[Records for processing]:
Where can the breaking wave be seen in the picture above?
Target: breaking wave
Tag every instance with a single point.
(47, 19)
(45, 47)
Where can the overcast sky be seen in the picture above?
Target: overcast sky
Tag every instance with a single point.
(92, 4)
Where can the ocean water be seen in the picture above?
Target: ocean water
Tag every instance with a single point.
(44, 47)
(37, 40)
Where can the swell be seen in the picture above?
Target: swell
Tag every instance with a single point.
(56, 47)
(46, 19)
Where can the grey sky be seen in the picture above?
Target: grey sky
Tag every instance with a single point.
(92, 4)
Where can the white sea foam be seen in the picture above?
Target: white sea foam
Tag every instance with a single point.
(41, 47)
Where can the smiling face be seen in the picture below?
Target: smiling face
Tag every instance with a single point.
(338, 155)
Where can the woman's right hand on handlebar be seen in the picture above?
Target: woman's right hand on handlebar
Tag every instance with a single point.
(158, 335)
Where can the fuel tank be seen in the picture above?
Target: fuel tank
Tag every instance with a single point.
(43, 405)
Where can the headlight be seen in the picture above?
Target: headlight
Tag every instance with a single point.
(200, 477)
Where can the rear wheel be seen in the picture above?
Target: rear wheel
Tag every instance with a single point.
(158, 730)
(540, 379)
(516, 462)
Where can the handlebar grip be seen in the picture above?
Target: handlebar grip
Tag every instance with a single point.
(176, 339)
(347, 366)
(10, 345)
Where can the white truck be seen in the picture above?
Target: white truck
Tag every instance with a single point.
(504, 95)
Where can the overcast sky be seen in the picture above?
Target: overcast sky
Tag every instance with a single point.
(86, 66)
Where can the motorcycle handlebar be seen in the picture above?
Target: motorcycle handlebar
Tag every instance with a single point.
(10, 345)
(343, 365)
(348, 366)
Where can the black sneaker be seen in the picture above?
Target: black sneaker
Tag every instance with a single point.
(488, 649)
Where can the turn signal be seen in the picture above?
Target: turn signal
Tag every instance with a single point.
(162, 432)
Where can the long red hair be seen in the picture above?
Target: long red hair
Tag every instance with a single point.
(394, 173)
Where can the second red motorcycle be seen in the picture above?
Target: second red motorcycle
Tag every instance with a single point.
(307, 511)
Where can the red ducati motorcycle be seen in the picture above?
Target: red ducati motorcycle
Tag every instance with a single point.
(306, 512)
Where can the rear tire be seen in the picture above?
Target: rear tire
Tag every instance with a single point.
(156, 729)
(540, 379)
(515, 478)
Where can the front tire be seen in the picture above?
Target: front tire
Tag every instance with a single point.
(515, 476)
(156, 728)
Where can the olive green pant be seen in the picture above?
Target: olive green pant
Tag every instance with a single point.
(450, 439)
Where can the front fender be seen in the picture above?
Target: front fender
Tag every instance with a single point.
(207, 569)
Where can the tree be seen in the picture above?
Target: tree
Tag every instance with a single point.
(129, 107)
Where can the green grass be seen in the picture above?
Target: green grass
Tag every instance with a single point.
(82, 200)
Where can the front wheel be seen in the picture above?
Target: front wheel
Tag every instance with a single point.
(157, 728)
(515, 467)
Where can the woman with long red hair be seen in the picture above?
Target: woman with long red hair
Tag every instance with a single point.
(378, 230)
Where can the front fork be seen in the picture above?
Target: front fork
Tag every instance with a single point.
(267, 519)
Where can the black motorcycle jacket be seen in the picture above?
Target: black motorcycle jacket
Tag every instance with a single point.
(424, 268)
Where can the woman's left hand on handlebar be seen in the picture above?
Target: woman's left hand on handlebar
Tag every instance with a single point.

[Problem to work on]:
Look above for the line containing "Where can the green"; copy from it through the last line, exactly, and nothing more.

[Exercise response]:
Where can the green grass be seen in the picture above?
Target: green grass
Tag every instance with a single point.
(82, 200)
Where can the front wheel be seen in the picture above?
Target: front wheel
Tag every instance with a single point.
(157, 728)
(515, 467)
Where can the woman with long red hair be seen in the picture above?
Target: woman with long red hair
Tag every instance with a single point.
(378, 230)
Where can the front fork be seen in the picture above?
Target: front fork
Tag every instance with a single point.
(267, 519)
Where can the black motorcycle jacket be seen in the picture above?
Target: black motorcycle jacket
Tag every instance with a single point.
(424, 268)
Where can the woman's left hand on handlebar be seen in the picture above?
Target: woman's left hand on handlebar
Tag every instance with a single point.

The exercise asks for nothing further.